┌─ RECORDS TO PROCESS

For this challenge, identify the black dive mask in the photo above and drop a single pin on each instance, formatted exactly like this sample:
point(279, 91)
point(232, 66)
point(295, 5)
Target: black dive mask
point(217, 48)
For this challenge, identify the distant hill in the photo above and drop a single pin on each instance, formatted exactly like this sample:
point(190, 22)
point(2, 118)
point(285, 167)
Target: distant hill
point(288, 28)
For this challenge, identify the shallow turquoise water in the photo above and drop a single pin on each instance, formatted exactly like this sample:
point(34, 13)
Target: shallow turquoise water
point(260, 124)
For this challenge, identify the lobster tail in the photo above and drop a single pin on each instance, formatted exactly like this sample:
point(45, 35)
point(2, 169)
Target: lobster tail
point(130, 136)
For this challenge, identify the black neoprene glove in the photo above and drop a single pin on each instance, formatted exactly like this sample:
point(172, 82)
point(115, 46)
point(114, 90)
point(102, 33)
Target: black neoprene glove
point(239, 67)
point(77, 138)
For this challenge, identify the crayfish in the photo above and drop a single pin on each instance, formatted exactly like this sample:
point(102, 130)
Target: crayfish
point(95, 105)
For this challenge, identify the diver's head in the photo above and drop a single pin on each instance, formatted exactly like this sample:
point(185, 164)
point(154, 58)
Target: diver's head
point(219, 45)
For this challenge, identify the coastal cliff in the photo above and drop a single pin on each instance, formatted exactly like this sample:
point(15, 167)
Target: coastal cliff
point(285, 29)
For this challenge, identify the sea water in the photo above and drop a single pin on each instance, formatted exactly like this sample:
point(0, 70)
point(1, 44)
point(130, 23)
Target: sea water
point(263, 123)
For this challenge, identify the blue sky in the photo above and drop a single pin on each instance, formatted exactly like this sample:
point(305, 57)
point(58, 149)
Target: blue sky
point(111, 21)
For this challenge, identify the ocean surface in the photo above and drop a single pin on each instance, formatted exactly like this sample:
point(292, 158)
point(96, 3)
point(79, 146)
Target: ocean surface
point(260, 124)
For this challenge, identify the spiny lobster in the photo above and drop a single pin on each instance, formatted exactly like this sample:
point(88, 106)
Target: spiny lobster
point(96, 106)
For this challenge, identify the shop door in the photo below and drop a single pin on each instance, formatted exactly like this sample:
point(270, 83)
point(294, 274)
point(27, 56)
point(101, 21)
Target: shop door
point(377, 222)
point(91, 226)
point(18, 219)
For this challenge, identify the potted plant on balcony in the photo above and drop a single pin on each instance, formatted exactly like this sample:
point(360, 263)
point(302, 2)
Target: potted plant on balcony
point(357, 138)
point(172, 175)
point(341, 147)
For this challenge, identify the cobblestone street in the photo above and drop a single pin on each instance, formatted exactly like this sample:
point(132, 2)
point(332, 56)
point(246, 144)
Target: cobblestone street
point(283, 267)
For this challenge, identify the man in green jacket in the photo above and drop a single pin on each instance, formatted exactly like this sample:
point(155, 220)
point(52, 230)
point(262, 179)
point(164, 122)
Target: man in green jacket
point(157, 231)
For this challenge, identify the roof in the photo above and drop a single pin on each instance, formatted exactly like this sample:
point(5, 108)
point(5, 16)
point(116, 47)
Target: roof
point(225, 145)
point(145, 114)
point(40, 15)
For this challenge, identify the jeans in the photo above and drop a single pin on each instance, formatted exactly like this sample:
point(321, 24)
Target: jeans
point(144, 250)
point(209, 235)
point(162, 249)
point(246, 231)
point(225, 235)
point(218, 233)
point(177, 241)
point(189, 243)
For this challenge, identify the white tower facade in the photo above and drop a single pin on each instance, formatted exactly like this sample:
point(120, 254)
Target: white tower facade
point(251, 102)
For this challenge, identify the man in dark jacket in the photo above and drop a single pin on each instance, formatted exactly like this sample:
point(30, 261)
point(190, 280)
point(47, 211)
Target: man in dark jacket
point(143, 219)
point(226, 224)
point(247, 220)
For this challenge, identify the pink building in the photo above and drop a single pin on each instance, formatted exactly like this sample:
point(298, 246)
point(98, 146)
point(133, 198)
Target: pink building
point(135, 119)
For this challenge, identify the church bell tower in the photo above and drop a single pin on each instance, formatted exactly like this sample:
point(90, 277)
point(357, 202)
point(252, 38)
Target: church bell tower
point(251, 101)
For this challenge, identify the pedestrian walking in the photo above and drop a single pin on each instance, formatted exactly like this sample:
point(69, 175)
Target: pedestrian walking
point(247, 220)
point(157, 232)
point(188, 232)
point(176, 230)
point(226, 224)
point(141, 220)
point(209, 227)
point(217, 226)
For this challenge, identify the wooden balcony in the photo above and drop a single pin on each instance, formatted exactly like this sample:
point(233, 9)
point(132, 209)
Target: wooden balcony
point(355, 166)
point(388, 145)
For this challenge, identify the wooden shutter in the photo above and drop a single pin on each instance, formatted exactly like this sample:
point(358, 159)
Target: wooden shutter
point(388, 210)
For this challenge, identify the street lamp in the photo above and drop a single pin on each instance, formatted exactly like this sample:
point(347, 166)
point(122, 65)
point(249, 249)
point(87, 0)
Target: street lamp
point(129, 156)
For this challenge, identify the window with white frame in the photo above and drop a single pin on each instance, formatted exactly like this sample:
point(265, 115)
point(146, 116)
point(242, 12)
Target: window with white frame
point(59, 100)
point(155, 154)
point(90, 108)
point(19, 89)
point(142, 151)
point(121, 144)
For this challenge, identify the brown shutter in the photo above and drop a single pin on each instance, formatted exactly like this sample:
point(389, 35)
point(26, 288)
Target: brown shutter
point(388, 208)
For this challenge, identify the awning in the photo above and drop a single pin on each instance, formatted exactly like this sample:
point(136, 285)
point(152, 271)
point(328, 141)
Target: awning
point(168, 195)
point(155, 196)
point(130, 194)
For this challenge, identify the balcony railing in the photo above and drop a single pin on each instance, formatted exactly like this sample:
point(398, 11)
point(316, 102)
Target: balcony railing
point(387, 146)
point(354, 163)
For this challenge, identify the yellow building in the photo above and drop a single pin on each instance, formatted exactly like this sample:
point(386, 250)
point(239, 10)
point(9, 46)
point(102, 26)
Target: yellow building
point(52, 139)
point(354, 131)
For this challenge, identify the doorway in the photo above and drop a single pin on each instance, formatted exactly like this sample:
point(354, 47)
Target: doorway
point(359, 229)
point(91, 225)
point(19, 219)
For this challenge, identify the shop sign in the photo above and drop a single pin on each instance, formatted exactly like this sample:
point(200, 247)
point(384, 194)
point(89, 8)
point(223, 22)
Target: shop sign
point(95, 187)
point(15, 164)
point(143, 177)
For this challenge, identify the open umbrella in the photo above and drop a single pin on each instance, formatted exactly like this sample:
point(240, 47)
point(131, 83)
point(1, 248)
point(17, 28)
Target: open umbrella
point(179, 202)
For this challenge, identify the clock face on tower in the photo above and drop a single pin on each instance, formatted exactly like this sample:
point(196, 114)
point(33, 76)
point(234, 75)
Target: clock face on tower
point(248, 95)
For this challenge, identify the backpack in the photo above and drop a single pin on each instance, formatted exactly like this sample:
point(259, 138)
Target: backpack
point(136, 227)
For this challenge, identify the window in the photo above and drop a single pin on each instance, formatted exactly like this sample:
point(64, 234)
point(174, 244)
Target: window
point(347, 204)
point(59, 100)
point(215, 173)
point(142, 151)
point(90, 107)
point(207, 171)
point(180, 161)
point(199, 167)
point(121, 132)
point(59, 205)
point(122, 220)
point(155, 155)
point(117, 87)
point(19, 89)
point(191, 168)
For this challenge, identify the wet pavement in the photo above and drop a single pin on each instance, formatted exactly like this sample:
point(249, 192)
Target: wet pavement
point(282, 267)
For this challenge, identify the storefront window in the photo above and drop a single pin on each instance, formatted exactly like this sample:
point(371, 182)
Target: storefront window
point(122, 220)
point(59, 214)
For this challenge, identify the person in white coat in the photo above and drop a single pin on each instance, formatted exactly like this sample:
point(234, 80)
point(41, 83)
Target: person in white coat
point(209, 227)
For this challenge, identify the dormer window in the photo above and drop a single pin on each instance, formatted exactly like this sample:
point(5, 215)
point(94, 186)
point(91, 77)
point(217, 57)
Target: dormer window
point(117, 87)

└─

Please rewrite everything from the start of the entries down to and including the line containing "point(217, 48)" as a numbered list, leaving out any blank lines.

1. For this challenge, identify the black dive mask in the photo above and drop a single pin on each instance, formatted exactly like this sample:
2. point(279, 91)
3. point(232, 66)
4. point(295, 5)
5. Target: black dive mask
6. point(217, 48)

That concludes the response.